◆ Brief
Give the lines from the start of the records through the line containing "x=78, y=296" as a numbered list, leaving out any blank lines.

Excerpts from a point labeling dataset:

================

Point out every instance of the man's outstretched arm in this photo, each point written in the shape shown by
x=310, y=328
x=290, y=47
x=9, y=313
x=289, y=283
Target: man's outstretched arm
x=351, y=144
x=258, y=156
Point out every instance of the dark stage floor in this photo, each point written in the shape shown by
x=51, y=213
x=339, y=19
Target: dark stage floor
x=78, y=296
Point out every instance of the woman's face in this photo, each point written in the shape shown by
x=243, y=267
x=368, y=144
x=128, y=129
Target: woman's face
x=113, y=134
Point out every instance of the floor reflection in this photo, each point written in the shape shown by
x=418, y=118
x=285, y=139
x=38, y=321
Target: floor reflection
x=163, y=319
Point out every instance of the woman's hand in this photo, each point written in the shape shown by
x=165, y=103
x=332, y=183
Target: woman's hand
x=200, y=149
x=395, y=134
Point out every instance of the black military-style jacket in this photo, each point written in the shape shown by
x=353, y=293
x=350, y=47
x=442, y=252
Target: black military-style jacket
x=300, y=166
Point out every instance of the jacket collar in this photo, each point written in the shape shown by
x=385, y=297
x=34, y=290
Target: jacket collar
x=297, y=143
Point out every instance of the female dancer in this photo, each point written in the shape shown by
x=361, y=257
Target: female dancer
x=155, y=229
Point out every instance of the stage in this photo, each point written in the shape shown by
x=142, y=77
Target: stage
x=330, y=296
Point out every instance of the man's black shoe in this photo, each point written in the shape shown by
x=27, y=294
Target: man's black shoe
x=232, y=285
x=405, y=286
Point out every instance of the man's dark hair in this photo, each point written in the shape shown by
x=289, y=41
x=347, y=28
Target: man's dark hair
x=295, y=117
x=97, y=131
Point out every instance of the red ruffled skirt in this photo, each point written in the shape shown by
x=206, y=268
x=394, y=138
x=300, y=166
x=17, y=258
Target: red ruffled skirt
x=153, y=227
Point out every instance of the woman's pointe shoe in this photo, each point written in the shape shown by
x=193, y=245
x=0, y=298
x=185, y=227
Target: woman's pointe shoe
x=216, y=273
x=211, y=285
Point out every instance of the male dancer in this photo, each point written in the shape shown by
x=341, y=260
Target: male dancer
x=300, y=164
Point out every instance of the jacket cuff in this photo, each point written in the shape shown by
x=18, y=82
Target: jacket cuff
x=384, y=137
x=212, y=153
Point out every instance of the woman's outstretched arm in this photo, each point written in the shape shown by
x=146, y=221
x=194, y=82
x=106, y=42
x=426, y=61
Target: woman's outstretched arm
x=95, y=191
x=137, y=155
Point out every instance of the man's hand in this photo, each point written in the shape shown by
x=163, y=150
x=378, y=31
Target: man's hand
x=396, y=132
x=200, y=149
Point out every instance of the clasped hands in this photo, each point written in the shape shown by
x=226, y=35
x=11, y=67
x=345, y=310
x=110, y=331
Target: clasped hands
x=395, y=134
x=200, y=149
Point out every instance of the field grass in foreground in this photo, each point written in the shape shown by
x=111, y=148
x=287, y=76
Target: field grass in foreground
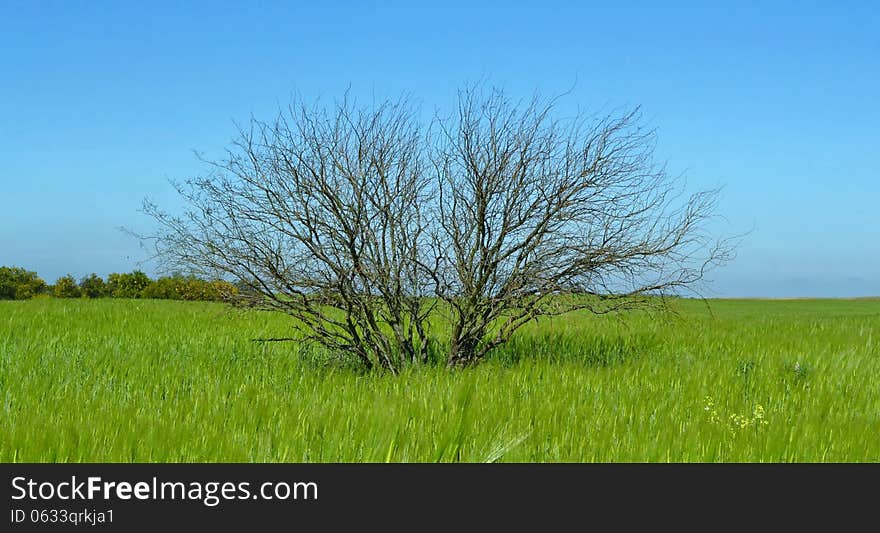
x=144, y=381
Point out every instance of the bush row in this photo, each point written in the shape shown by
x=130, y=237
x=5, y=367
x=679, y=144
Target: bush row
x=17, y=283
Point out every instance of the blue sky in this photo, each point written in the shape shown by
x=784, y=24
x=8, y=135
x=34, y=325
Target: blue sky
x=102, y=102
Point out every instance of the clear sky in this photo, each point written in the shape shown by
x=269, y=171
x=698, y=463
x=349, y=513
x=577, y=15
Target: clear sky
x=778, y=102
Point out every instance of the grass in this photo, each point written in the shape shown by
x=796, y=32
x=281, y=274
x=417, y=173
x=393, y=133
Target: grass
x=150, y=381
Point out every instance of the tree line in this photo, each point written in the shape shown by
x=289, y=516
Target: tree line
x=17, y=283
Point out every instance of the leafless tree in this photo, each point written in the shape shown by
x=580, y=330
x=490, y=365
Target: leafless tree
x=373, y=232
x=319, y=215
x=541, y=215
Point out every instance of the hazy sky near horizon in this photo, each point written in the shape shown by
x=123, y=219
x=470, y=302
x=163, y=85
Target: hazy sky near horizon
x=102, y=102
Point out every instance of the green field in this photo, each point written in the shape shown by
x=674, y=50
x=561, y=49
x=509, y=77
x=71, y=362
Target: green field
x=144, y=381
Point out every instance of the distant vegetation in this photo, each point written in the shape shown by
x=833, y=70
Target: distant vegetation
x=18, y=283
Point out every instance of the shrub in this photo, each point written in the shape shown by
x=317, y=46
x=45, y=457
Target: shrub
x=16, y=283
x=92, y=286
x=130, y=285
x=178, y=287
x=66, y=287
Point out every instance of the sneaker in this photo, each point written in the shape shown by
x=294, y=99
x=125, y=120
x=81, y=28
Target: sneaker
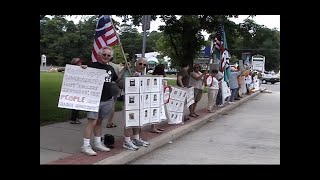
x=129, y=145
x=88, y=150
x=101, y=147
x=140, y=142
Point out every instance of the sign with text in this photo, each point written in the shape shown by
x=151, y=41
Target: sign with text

================

◆ Task output
1. Point out every instance of the man's outstretched arm in this photo, each point written in the shape shown by
2. x=310, y=328
3. x=290, y=47
4. x=9, y=313
5. x=289, y=283
6. Target: man's outstretched arm
7. x=351, y=144
8. x=258, y=156
9. Point out every instance of the dark stage floor in this photo, each point written in the shape shown by
10. x=51, y=213
11. x=339, y=19
12. Target: dark stage floor
13. x=78, y=296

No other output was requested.